## [Trecho do texto]
Por MARCIO KAAYSÁ*
O Brasil visto e lido a partir de baixo
“Um punhado de homens, neste país, vem treinando os noventa e nove vírgula nove por cento restantes – mesmo que sejam fortes, talentosos, inteligentes – para viver em perpétua escravidão; uma escravidão tão forte que se pode entregar, nas mãos de um homem, a chave de sua emancipação e ele vai atirá-la de volta, praguejando” (Aravind Adiga. O Tigre Branco).
A padaria onde sentamos para almoçar, eu e o Zé do Depósito, era a mesma de sempre e, ao meio dia, nem os ventiladores ligados no máximo conseguiam dissipar o calor. A sensação desagradável de umidade, porém, diminuía com o vento das hélices. Assim, a conversa iniciada na rua[i], no dia da demissão do Zé, se transferiu para um balcão e o PF estava servido. Eu sabia que a conversa seria longa. Mas, eu tinha tempo e meu amigo estava desempregado.

## [Objetivo 1]
Segundo o trecho, em que lugar os dois amigos se sentaram para almoçar?
## [Objetivo 2]
Reproduza do trecho, sem mudar nada, a parte que começa em "A padaria onde" e vai até "amigo estava desempregado.", incluindo essas palavras.
## [Objetivo 3]
Diga se cada afirmação combina com o trecho e cite as palavras que decidem: (a) A conversa tinha começado na rua. (b) Os ventiladores davam conta de acabar com o calor. (c) O Zé do Depósito estava sem emprego.
Os itens a seguir não têm nenhuma relação com o trecho.

(Registros de um conjunto de dados)

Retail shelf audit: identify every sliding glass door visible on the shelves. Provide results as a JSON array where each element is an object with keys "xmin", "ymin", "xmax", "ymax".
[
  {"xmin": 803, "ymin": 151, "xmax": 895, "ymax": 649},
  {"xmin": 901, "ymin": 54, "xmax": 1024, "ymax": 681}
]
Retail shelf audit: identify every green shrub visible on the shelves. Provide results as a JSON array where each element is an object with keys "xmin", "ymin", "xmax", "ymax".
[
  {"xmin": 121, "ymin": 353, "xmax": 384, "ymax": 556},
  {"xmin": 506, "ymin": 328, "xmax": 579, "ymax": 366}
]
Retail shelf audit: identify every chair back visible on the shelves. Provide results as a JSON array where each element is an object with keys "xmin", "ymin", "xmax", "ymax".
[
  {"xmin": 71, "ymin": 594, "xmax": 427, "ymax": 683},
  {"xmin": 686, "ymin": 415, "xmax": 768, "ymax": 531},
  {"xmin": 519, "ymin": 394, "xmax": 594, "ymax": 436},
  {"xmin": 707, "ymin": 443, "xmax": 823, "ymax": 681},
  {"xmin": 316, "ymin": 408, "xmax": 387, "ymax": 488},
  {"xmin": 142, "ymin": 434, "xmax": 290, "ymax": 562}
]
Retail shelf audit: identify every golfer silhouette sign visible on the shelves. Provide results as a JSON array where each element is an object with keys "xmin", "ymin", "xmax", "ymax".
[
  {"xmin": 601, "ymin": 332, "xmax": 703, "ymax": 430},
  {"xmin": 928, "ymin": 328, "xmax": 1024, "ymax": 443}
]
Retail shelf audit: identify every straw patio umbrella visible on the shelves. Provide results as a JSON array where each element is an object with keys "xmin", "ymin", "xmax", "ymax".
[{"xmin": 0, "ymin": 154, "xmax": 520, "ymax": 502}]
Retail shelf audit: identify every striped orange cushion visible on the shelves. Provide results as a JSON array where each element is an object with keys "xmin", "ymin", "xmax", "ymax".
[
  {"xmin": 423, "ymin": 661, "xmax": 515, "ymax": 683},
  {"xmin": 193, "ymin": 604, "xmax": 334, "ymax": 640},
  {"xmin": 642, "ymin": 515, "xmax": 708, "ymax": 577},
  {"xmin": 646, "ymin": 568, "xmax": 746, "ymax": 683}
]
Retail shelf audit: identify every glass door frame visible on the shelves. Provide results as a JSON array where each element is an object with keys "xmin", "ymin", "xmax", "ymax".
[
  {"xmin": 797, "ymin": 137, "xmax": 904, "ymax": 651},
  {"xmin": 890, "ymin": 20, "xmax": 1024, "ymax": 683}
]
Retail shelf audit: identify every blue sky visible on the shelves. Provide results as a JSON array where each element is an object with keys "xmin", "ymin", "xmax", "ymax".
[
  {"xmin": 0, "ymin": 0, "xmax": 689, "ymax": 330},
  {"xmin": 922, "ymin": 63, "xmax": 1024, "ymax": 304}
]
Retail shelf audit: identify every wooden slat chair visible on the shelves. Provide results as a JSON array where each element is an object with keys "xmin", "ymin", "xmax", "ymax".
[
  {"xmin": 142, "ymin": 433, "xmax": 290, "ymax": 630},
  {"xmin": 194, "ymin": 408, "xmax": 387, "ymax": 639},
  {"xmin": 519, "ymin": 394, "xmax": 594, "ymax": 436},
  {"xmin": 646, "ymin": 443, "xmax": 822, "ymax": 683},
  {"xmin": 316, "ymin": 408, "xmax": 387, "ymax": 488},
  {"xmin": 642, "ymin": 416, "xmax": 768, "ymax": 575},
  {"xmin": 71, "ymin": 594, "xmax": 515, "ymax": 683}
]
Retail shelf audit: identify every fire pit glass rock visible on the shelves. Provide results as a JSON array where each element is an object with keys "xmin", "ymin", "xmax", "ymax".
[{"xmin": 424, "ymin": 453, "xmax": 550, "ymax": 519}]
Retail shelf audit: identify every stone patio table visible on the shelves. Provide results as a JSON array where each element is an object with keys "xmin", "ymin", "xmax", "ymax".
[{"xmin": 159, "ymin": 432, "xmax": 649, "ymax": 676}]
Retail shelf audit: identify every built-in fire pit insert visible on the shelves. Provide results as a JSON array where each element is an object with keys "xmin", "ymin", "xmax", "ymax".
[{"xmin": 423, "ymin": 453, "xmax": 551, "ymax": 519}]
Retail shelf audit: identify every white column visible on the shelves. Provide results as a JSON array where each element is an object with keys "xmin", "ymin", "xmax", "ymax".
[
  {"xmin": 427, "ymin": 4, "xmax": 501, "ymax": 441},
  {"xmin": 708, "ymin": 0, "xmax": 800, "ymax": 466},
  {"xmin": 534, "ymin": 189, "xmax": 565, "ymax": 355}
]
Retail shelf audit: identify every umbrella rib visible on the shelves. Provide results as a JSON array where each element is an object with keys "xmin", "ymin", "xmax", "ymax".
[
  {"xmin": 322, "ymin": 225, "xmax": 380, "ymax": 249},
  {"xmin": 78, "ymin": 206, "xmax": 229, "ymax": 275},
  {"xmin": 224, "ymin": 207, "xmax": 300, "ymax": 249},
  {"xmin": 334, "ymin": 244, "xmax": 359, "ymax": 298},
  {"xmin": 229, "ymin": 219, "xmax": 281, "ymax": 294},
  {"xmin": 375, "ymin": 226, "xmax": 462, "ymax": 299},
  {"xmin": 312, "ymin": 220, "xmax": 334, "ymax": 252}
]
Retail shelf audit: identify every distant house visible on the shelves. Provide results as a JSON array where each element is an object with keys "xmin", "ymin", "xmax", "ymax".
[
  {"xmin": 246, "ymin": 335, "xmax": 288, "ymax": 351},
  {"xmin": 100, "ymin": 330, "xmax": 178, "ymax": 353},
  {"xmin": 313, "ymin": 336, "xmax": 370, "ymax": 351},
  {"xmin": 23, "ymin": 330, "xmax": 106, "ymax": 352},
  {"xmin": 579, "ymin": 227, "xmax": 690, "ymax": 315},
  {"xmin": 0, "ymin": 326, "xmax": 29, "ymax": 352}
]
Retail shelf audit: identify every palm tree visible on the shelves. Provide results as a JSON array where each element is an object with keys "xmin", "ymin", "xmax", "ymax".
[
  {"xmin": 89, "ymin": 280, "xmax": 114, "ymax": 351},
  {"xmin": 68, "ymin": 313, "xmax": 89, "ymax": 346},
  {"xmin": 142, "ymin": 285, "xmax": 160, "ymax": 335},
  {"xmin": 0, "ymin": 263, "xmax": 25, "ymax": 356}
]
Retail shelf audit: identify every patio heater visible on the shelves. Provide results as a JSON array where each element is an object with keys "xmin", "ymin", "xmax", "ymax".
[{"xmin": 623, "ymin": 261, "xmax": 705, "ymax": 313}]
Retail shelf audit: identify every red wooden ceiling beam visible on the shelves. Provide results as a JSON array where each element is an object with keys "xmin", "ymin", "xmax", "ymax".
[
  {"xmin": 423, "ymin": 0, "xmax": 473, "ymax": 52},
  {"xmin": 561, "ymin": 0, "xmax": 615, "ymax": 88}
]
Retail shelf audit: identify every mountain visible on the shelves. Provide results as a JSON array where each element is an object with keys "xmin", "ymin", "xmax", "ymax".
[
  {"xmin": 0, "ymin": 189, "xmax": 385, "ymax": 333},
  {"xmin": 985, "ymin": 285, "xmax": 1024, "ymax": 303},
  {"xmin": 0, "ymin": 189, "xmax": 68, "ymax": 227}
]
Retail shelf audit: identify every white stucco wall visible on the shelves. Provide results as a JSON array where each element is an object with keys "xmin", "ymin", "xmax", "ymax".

## [Resposta escrita 1]
Na padaria de sempre.

## [Resposta escrita 2]
A padaria onde sentamos para almoçar, eu e o Zé do Depósito, era a mesma de sempre e, ao meio dia, nem os ventiladores ligados no máximo conseguiam dissipar o calor. A sensação desagradável de umidade, porém, diminuía com o vento das hélices. Assim, a conversa iniciada na rua[i], no dia da demissão do Zé, se transferiu para um balcão e o PF estava servido. Eu sabia que a conversa seria longa. Mas, eu tinha tempo e meu amigo estava desempregado.

## [Resposta escrita 3]
(a) Sim: "a conversa iniciada na rua".
(b) Não: "nem os ventiladores ligados no máximo conseguiam dissipar o calor".
(c) Sim: "meu amigo estava desempregado".